## Coordinate annotation records
↓
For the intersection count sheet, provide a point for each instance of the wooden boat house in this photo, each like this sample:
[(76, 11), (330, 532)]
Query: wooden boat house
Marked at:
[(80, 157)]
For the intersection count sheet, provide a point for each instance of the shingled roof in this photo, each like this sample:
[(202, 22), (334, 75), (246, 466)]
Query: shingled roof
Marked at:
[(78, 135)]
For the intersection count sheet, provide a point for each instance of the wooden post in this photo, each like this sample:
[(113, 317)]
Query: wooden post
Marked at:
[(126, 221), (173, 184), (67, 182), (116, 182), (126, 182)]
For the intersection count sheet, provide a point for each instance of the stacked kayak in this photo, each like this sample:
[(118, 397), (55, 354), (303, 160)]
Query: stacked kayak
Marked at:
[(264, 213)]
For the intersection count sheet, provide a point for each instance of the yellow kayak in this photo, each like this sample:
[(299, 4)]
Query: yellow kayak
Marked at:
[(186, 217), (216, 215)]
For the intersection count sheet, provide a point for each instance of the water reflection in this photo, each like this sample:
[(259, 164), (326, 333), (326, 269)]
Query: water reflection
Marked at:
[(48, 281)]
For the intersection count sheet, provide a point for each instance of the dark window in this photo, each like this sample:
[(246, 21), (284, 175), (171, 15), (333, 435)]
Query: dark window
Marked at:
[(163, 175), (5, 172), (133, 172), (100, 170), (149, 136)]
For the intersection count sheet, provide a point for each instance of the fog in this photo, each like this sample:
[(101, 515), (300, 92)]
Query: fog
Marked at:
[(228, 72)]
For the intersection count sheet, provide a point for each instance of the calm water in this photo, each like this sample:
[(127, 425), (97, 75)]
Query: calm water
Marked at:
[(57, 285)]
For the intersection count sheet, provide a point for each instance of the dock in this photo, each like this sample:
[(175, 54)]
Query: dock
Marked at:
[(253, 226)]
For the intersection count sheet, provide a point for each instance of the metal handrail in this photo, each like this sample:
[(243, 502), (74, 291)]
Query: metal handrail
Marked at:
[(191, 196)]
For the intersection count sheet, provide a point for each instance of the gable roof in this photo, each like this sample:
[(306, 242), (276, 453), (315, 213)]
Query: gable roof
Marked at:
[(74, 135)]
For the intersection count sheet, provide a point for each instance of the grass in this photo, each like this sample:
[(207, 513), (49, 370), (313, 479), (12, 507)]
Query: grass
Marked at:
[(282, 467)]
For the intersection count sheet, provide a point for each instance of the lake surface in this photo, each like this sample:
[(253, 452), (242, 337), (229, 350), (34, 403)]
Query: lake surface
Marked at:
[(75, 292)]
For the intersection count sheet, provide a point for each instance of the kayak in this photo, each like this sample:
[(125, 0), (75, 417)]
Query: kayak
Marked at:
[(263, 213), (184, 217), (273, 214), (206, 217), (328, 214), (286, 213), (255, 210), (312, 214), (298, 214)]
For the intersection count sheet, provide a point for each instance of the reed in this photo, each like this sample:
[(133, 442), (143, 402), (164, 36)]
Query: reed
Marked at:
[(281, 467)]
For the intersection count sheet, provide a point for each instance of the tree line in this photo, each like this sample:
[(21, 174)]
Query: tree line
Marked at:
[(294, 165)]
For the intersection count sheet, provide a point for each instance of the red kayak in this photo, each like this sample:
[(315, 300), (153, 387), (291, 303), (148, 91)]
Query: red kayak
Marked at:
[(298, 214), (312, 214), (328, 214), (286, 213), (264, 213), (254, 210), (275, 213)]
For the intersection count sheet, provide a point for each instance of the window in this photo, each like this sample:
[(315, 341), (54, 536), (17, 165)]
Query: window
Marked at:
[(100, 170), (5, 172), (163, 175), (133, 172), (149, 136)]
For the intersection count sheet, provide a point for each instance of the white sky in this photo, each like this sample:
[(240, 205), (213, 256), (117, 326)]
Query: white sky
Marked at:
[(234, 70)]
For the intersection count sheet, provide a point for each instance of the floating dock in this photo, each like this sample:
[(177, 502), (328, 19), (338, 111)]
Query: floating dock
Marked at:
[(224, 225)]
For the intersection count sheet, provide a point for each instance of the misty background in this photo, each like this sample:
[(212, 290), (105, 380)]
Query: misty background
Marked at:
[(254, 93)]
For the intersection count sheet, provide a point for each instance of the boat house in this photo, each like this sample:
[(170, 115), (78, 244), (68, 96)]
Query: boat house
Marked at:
↑
## Stated task
Copy down the material exactly as written.

## Result of the task
For the intersection count sheet, provide a point for each instance of the wooden boat house in this photo, each like this sample:
[(76, 11), (330, 532)]
Query: wooden boat house
Marked at:
[(80, 157)]
For the intersection count sheet, provide a point for each instance of the shingled roof in this photo, each like this sample:
[(202, 22), (334, 75), (246, 466)]
Query: shingled roof
Marked at:
[(78, 135)]
For the intersection count sheet, provide a point for each instance of the wooden post in this photo, each like this sample:
[(113, 317)]
Query: wooden post
Marked at:
[(126, 221), (173, 184), (67, 182), (116, 182), (126, 182)]
For the intersection count sheet, provide a point for each instance of the stacked kayak in this photo, each like this sample:
[(118, 397), (55, 354), (303, 160)]
Query: stacked kayak
Marked at:
[(264, 213)]
For the intersection count sheet, provide a point for each instance of the yellow kayak in this photo, each like this sample:
[(299, 4)]
Query: yellow kayak
Marked at:
[(186, 217), (216, 215)]
For the intersection count sheet, provide a point for each instance of the water reflection in this photo, each like this sample:
[(259, 164), (326, 333), (326, 269)]
Query: water reflection
Marked at:
[(48, 281)]
For the intersection count sheet, provide a point for each instance of the dark window in this photo, each like this sample:
[(246, 21), (284, 175), (171, 15), (333, 435)]
Query: dark window
Marked at:
[(163, 175), (5, 172), (133, 172), (100, 170), (149, 136)]
For the intersection count sheet, provide a point for each instance of the fog in this photo, each like this sample:
[(101, 515), (300, 92)]
Query: fog
Marked at:
[(228, 72)]
For the intersection count sheet, provide a point for each instance of the calm water in this photo, each like this sample:
[(127, 425), (97, 75)]
Query: calm water
Marked at:
[(57, 285)]
For the intersection count sheet, provide a point for each instance of the dock in this photo, each like this sample:
[(175, 54)]
Query: dock
Marked at:
[(253, 226)]
For the intersection count sheet, provide a point for each instance of the metal handrail in this photo, each like this sample:
[(243, 502), (74, 291)]
Query: metal handrail
Marked at:
[(191, 196)]
For the intersection count sheet, provide a point for each instance of the gable roof in this photo, each like this sample:
[(306, 242), (276, 453), (315, 213)]
Query: gable roof
Marked at:
[(74, 135)]
For the intersection count sheet, provide a point for each instance of the grass in this photo, each like this sample:
[(207, 513), (49, 370), (313, 479), (12, 507)]
Query: grass
Marked at:
[(282, 467)]
For the intersection count sheet, provide a point for each instance of the lake surface in this photo, each like this sample:
[(253, 452), (242, 337), (229, 350), (34, 403)]
Query: lake surface
Marked at:
[(75, 292)]
For the intersection count sheet, provide a point for each instance of the kayak in this photo, each like this sample:
[(125, 0), (75, 417)]
Query: kayak
Marked at:
[(263, 213), (184, 217), (273, 214), (206, 217), (328, 214), (286, 213), (255, 210), (312, 214), (298, 214)]
For the intersection count sheet, provide a point for each instance of the reed in this photo, each like this sample:
[(133, 442), (143, 402), (164, 36)]
Query: reed
Marked at:
[(281, 467)]
For the intersection count sheet, provide a point for each instance of the tree line in this photo, each like this sample:
[(21, 174)]
Query: tree line
Marked at:
[(294, 165)]
For the intersection count sheet, provide a point for each instance of the red kayak in this photo, each like this sample:
[(315, 300), (153, 387), (291, 303), (148, 91)]
Query: red kayak
Marked at:
[(298, 214), (312, 214), (328, 214), (286, 213), (264, 213), (254, 210), (275, 213)]
For the intersection count sheet, provide a point for each instance of the window in this photo, each like this sample:
[(315, 341), (54, 536), (17, 165)]
Query: window
Marked at:
[(100, 170), (5, 172), (163, 175), (133, 172), (149, 136)]
For the intersection count sheet, provide a point for each instance of the white sky in this photo, each like this sample:
[(240, 205), (213, 256), (117, 326)]
Query: white sky
Marked at:
[(234, 70)]
For the intersection count sheet, provide a point for each instance of the floating dock in this photo, each like this sample:
[(177, 502), (328, 19), (338, 111)]
Query: floating dock
Marked at:
[(224, 225)]
For the intersection count sheet, provide a point for each instance of the misty background in this photo, each like this sample:
[(212, 290), (105, 380)]
Query: misty background
Marked at:
[(254, 93)]
For the intersection count sheet, provide a point for each instance of the boat house in this photo, each like this sample:
[(170, 115), (78, 244), (68, 96)]
Query: boat house
Marked at:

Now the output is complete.